Bacaan yang Disediakan:
Yang disebut dengan berlebihan dalam penggunaan antibiotik

PENDAHULUAN

Antibiotika, yang pertama kali ditemukan oleh Paul Ehlrich pada 1910, sampai saat ini masih menjadi obat andalan dalam penanganan kasus-kasus penyakit infeksi. Pemakaiannya selama 5 dekade terakhir mengalami peningkatan yang luar biasa, hal ini tidak hanya terjadi di Indonesia tetapi juga menjadi masalah di negara maju seperti Amerika Serikat.

The Center for Disease Control and Prevention in USA menyebutkan terdapat 50 juta peresepan antibiotik yang tidak diperlukan (unnescecery prescribing) dari 150 juta peresepan setiap tahun (Akalin,2002). Menurut Menteri Kesehatan sekitar 92 persen masyarakat di Indonesia tidak menggunakan antibiotika secara tepat.

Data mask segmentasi
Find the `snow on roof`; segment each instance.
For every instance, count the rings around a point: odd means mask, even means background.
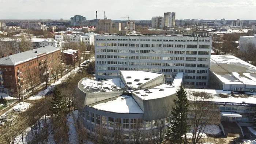
[[[221,114],[224,117],[242,117],[242,115],[237,113],[227,111],[221,111]]]
[[[155,99],[168,96],[176,93],[177,87],[142,89],[132,92],[143,100]]]
[[[117,87],[122,88],[125,87],[125,86],[124,85],[123,82],[122,82],[121,79],[119,78],[105,80],[101,81],[101,82],[112,85],[116,86]]]
[[[86,78],[81,83],[84,91],[92,90],[92,93],[113,91],[113,90],[116,89],[114,86]]]
[[[156,72],[144,71],[121,71],[121,72],[125,81],[123,82],[126,83],[128,86],[134,88],[138,88],[139,86],[137,85],[139,83],[141,83],[140,85],[142,84],[148,82],[149,80],[151,80],[163,75]],[[146,78],[150,79],[145,79]],[[129,82],[132,84],[128,84]]]
[[[255,93],[246,92],[244,94],[234,92],[234,96],[231,96],[231,91],[229,91],[200,89],[185,90],[191,101],[195,99],[193,99],[193,95],[195,93],[205,92],[211,97],[211,98],[207,99],[207,101],[211,102],[256,104]]]
[[[178,87],[180,86],[180,84],[182,82],[182,80],[183,77],[183,72],[178,72],[176,75],[175,78],[173,80],[172,85],[175,87]]]
[[[224,84],[256,83],[256,67],[233,56],[211,55],[210,70]]]
[[[117,113],[143,113],[132,97],[122,96],[116,99],[100,103],[93,106],[95,109]]]

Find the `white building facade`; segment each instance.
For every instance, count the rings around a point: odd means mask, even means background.
[[[95,38],[97,80],[118,77],[120,70],[144,71],[164,73],[167,83],[183,72],[185,84],[208,84],[211,37],[102,34]]]

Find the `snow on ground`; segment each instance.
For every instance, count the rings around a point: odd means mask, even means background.
[[[122,82],[121,79],[120,78],[103,80],[101,81],[101,82],[108,84],[111,84],[112,85],[115,86],[117,87],[120,87],[122,88],[125,87],[125,86],[124,86],[124,83],[123,83],[123,82]]]
[[[143,113],[137,103],[132,96],[122,96],[116,99],[99,103],[93,106],[96,109],[115,113]]]
[[[244,144],[256,144],[256,140],[242,140],[244,141]]]
[[[255,135],[256,136],[256,130],[253,128],[251,127],[248,127],[248,129],[250,130],[250,131]]]

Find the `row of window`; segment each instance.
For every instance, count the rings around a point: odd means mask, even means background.
[[[138,47],[154,47],[154,48],[185,48],[186,45],[162,44],[148,44],[148,43],[97,43],[97,46],[128,46]],[[197,45],[187,45],[187,48],[200,48],[209,49],[210,45],[199,45],[197,47]]]

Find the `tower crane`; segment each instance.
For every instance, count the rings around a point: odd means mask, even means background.
[[[128,16],[128,17],[121,17],[121,18],[128,18],[128,20],[129,20],[129,19],[130,19],[130,16],[129,16],[129,15]]]

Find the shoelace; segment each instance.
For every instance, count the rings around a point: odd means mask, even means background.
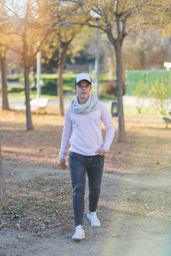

Terapkan Isi Bacaan:
• A. Menurut bacaan tentang penggunaan antibiotik, berapa persen masyarakat Indonesia yang tidak menggunakan antibiotika secara tepat?
• B. Lanjutkan bacaan tentang penggunaan antibiotik setelah kalimat terakhirnya.
Baris-baris data tersebut merupakan bahan yang terpisah dari bacaan tentang penggunaan antibiotik.

Daftar Jawaban:
• A. Sekitar 92 persen, menurut Menteri Kesehatan.

• B.
Ketika digunakan secara tepat, antibiotik memberikan manfaat yang tidak perlu diragukan lagi. Namun bila dipakai atau diresepkan secara tidak tepat (irrational prescribing) dapat menimbulkan kerugian yang luas dari segi kesehatan, ekonomi bahkan untuk generasi mendatang.

Munculnya kuman-kuman patogen yang kebal terhadap satu(antimicrobacterial resistance) atau beberapa jenis antibiotika tertentu (multiple drug resistance) sangat menyulitkan proses pengobatan. Pemakaian antibiotika lini pertama yang sudah tidak bermanfaat harus diganti dengan obat-obatan lini kedua atau bahkan lini ketiga. Hal ini jelas akan merugikan pasien, karena antibiotika lini kedua maupun lini ketiga masih sangat mahal harganya. Sayangnya, tidak tertutup kemungkinan juga terjadi kekebalan kuman terhadap antibiotika lini kedua dan ketiga.

Disisi lain, banyak penyakit infeksi yang merebak karena pengaruh komunitas, baik berupa epidemi yang berdiri sendiri di masyarakat (independent epidemic) maupun sebagai sumber utama penularan di rumah sakit (nosocomial infection). Apabila resistensi terhadap pengobatan terus berlanjut tersebar luas, dunia yang sangat maju dan canggih ini akan kembali ke masa-masa kegelapan kedokteran seperti sebelum ditemukannya antibiotik (APUA, 2011).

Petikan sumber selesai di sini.